From the start of the entries through the line that contains "124), (324, 68)]", replace "photo" with "image" and give those lines again with nothing else changed. Leave the pictures out.

-- Begin Records for the task --

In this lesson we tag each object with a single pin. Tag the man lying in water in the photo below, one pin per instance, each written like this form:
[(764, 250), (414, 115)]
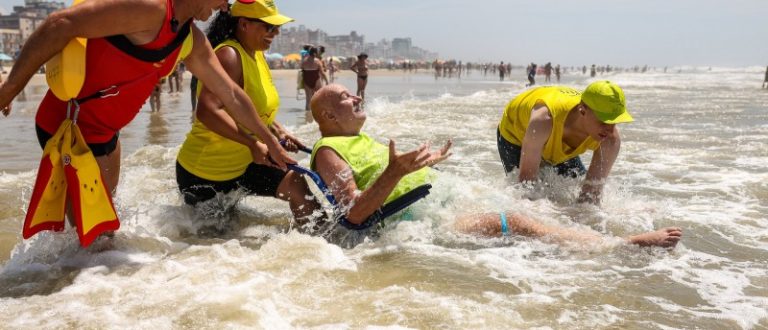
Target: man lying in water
[(364, 174)]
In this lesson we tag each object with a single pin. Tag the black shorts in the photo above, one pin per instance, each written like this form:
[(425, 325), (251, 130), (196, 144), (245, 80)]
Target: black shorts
[(258, 180), (98, 149), (510, 158)]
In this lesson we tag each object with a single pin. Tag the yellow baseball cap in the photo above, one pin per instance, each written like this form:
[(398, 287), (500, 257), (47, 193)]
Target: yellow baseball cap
[(607, 102), (264, 10)]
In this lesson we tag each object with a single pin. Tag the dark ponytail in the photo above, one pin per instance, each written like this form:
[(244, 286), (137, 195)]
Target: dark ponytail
[(222, 28)]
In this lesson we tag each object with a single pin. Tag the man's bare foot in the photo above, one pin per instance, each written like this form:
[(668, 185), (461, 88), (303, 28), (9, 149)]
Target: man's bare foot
[(664, 237)]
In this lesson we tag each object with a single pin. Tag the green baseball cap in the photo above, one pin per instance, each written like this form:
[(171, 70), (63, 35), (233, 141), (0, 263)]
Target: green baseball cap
[(607, 102)]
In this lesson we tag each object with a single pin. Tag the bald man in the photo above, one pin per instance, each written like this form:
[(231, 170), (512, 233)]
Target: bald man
[(364, 175)]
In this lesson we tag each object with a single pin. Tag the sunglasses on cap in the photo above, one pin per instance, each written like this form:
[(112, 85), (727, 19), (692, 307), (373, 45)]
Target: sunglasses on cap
[(270, 27)]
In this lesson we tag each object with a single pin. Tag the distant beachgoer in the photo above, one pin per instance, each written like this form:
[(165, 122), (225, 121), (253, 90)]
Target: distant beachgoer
[(180, 76), (361, 69), (312, 74), (548, 72), (218, 156), (154, 98), (765, 81), (363, 174), (531, 74), (173, 79), (331, 70), (556, 124), (324, 68)]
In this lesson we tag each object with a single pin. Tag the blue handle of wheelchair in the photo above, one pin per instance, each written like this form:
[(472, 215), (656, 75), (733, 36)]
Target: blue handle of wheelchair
[(301, 148), (317, 180)]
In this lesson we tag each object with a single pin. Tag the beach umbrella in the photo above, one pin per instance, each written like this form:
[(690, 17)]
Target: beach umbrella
[(292, 57)]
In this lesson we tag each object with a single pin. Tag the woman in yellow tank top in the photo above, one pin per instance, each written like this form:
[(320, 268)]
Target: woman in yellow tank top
[(218, 155), (556, 124)]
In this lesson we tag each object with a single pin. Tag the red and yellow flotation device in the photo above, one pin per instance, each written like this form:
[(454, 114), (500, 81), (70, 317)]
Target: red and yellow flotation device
[(68, 170)]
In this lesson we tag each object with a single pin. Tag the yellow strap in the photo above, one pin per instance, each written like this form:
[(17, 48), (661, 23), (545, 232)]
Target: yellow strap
[(65, 71)]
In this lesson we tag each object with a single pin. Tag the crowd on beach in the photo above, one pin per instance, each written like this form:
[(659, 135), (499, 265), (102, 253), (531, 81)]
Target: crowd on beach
[(235, 142)]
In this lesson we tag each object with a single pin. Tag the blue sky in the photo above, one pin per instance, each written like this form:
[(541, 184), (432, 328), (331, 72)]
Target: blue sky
[(571, 32)]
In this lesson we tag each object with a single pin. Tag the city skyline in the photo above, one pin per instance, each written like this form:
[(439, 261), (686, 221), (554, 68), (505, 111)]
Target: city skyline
[(652, 32)]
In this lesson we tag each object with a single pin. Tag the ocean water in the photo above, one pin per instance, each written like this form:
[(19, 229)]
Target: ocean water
[(695, 158)]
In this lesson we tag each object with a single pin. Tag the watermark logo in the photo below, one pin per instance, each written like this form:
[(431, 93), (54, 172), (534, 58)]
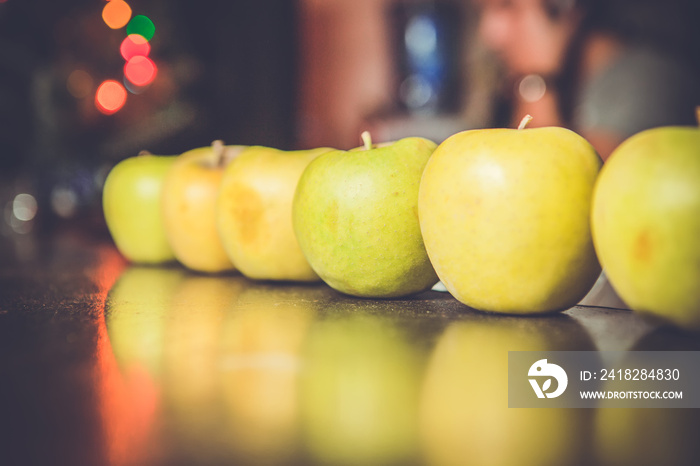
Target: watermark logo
[(542, 369)]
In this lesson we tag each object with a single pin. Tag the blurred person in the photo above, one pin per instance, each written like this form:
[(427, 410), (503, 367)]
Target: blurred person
[(592, 65)]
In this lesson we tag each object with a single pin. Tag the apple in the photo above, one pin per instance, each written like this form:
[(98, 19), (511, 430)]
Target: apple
[(254, 213), (131, 203), (646, 223), (464, 413), (355, 217), (190, 191), (505, 218)]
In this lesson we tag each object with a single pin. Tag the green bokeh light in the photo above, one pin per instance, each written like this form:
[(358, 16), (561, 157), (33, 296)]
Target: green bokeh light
[(141, 25)]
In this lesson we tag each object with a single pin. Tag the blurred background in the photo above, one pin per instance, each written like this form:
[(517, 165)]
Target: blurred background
[(87, 83)]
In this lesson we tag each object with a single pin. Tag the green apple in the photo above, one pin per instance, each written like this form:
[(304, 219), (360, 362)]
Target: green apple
[(356, 219), (254, 213), (131, 203), (646, 223), (464, 413), (261, 342), (505, 218), (190, 191)]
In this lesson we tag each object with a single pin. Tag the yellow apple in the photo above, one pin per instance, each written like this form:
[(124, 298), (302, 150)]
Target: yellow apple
[(254, 213), (131, 201), (646, 223), (189, 198), (505, 218)]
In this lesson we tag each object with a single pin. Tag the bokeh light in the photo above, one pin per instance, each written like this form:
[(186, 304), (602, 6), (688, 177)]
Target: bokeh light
[(79, 83), (110, 97), (134, 45), (140, 70), (141, 25), (116, 13)]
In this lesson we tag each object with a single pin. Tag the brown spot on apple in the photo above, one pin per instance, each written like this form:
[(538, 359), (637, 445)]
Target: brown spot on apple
[(247, 213), (643, 247)]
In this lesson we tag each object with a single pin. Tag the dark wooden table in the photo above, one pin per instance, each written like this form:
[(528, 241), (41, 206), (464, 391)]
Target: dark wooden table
[(103, 363)]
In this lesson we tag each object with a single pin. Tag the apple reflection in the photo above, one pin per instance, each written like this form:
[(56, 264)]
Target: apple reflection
[(360, 392), (464, 415), (260, 347), (637, 436), (191, 375), (135, 311)]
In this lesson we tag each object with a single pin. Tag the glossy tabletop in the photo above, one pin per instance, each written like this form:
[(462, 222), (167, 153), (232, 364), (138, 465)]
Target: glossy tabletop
[(103, 363)]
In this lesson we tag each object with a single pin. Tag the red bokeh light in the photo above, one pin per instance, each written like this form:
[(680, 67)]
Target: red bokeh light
[(116, 13), (110, 97), (134, 45), (140, 70)]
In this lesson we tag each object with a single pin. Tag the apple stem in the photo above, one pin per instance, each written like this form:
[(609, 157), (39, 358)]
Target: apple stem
[(366, 139), (525, 121), (219, 149)]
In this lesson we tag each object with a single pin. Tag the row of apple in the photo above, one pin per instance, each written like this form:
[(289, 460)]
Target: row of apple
[(512, 221)]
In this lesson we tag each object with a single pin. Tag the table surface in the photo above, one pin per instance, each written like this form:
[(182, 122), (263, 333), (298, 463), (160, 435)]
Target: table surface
[(104, 363)]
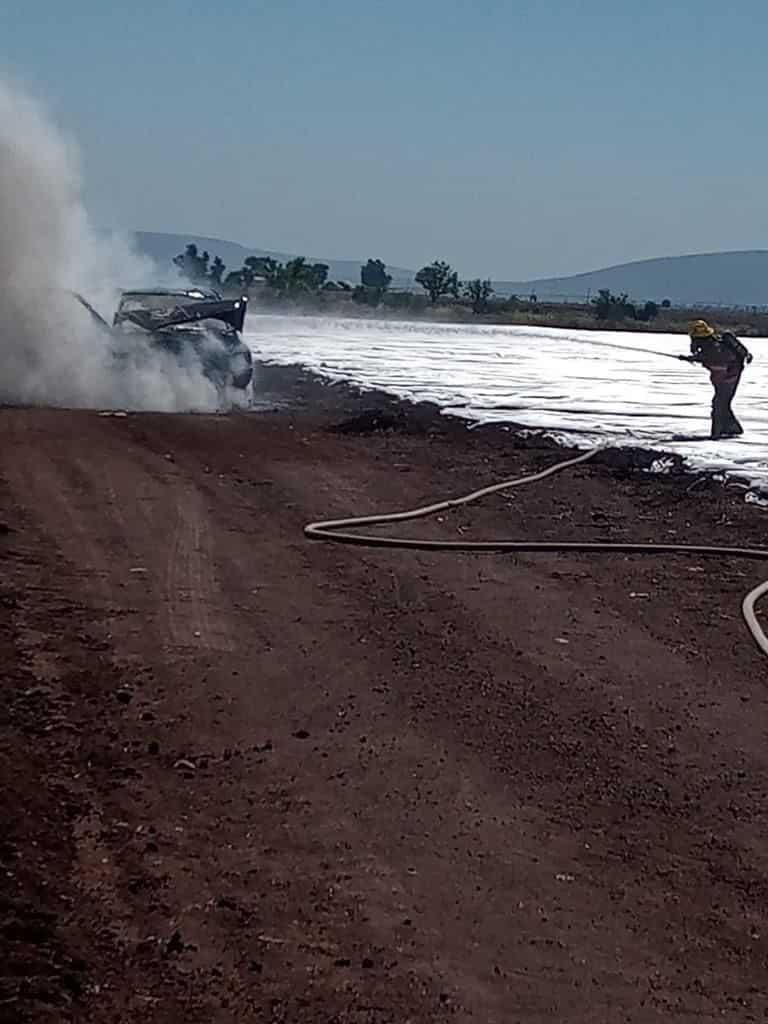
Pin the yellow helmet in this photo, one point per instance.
(700, 329)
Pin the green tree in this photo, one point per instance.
(374, 274)
(216, 272)
(478, 292)
(192, 264)
(437, 280)
(648, 312)
(612, 307)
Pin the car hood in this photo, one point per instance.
(229, 311)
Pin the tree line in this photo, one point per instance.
(298, 278)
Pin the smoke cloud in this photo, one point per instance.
(51, 350)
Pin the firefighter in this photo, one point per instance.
(724, 355)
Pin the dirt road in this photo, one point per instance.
(251, 778)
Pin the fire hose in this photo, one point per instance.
(344, 531)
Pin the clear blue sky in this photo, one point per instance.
(512, 138)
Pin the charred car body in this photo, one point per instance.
(193, 325)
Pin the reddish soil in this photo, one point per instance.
(247, 777)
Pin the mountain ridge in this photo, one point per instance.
(738, 278)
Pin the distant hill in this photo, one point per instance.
(162, 248)
(735, 279)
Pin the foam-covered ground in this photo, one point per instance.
(589, 386)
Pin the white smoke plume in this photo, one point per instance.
(51, 351)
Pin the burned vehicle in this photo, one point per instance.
(192, 325)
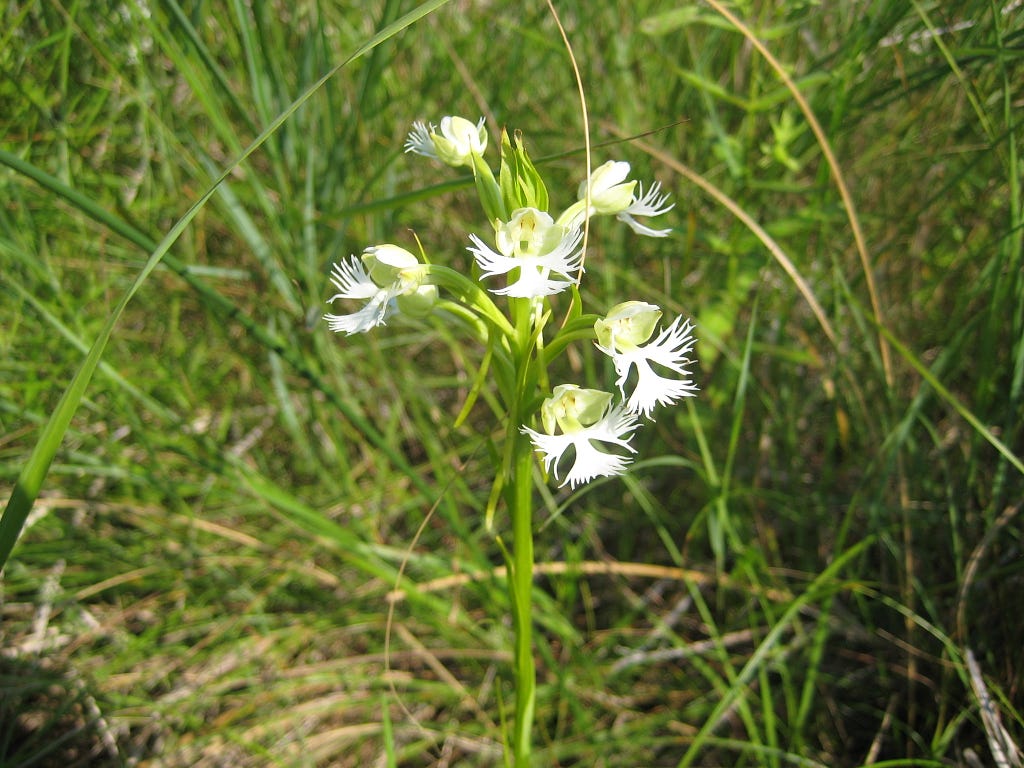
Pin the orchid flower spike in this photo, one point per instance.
(534, 245)
(622, 335)
(458, 140)
(587, 421)
(612, 195)
(389, 279)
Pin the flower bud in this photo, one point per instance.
(385, 263)
(572, 409)
(627, 326)
(609, 193)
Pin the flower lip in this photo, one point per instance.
(669, 351)
(610, 425)
(534, 245)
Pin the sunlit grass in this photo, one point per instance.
(795, 572)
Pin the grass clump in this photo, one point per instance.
(816, 562)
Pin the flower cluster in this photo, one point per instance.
(534, 255)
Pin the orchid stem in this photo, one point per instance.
(521, 588)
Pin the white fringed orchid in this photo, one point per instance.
(455, 144)
(622, 335)
(588, 422)
(532, 244)
(389, 279)
(611, 195)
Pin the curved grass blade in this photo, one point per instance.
(31, 478)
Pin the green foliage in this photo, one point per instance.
(794, 572)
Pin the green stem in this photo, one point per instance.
(521, 588)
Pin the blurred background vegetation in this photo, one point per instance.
(796, 572)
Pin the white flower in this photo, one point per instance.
(621, 334)
(651, 204)
(587, 419)
(455, 145)
(611, 195)
(609, 192)
(389, 278)
(531, 243)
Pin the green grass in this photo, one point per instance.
(794, 572)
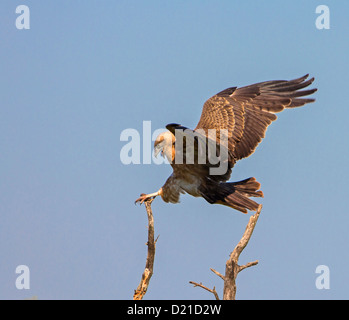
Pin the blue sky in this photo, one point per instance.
(87, 70)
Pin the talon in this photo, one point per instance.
(142, 198)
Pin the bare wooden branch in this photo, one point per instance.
(203, 287)
(232, 268)
(149, 265)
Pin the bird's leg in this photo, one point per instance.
(145, 197)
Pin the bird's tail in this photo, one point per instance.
(236, 194)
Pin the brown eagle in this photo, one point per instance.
(233, 122)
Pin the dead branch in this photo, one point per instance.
(148, 271)
(203, 287)
(232, 268)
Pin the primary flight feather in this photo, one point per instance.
(233, 122)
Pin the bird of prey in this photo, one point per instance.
(233, 122)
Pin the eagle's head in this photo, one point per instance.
(164, 143)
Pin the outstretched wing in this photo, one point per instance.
(246, 112)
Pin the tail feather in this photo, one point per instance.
(236, 194)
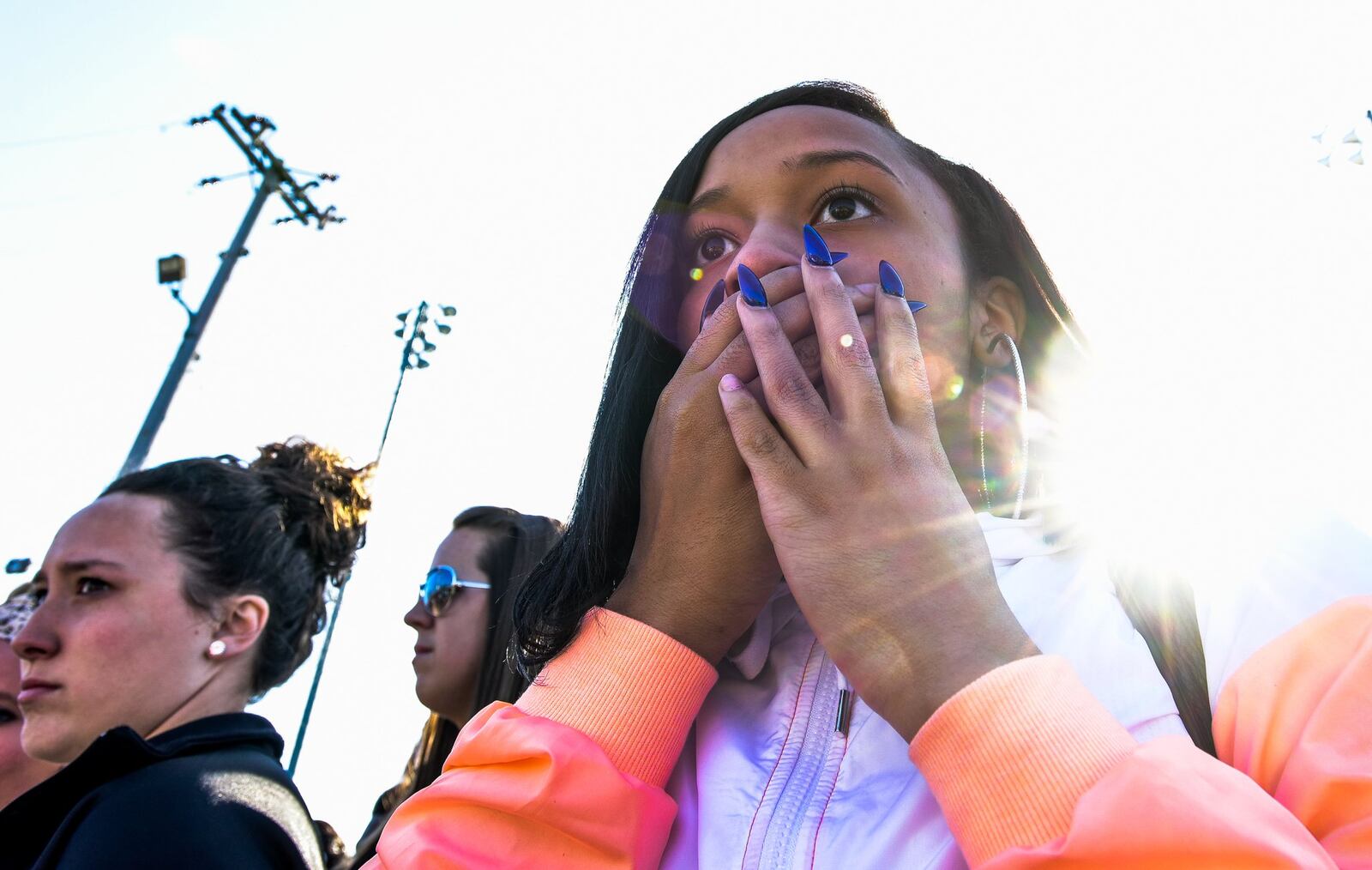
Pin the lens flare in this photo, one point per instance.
(955, 386)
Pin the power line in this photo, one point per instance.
(65, 137)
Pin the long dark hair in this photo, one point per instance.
(590, 560)
(514, 545)
(286, 526)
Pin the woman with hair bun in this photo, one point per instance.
(161, 609)
(18, 770)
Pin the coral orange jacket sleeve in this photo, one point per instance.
(1032, 771)
(569, 777)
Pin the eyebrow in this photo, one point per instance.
(73, 567)
(804, 162)
(820, 160)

-- End Records for the task --

◆ Exercise answer
In this lesson we tag each object with a single pin. Tag the man lying in water in the image below, one pin per instance, each written like this form:
[(764, 250), (414, 115)]
Target: man lying in water
[(364, 174)]
In this lesson we tag each object with a single pin. Tag the black shorts in the image above, one pin per instance, each written like this form:
[(425, 325), (251, 130), (196, 144), (245, 80)]
Target: black shorts
[(258, 180), (98, 149), (510, 158)]
In this lesson we tag each object with a single pin. Tag the yellow baseball cap in the image above, one pin per instance, each written like this form:
[(398, 287), (500, 257), (47, 193)]
Target: yellow baseball cap
[(607, 102), (264, 10)]
In this lesson we tag each object with a single pin. Tag the dark ponytail in the image above, one pin per instance, each written like this form:
[(244, 286), (137, 195)]
Target: dark ponytail
[(222, 28)]
In this lesson we tag each object with a single pin. Tag the man's bare foot in the image above, one pin per instance, each written like this form:
[(668, 185), (461, 88), (303, 28), (9, 149)]
Target: man's bare foot
[(664, 237)]
In this lesson we tag each object with a single pin. Tag the green baseball cap in the image above, one pin per instance, each written like this form:
[(171, 70), (63, 35), (233, 141), (0, 263)]
Target: green baseball cap
[(607, 102)]
In this lesson we tag each object with a single pin. Tag the bald man in the image above, one pin per instance, each written like this form:
[(231, 170), (512, 233)]
Target: bald man
[(364, 175)]
In this lesson we tag each object with a single pin. Tag the sunglasses on cap in the image above, one pin per instance, each written like this form:
[(112, 85), (727, 19), (692, 307), (373, 45)]
Target: sunglasses on cap
[(270, 27)]
In this lesson we tag each object with a single pin. Tag the distant beachgoer in the image above, one pin per instance, each written like this form:
[(165, 122), (225, 121), (253, 90)]
Target: distant beachgoer
[(180, 76), (361, 69), (312, 74), (548, 72), (218, 156), (154, 98), (765, 81), (363, 174), (531, 74), (173, 79), (331, 70), (556, 124), (324, 68)]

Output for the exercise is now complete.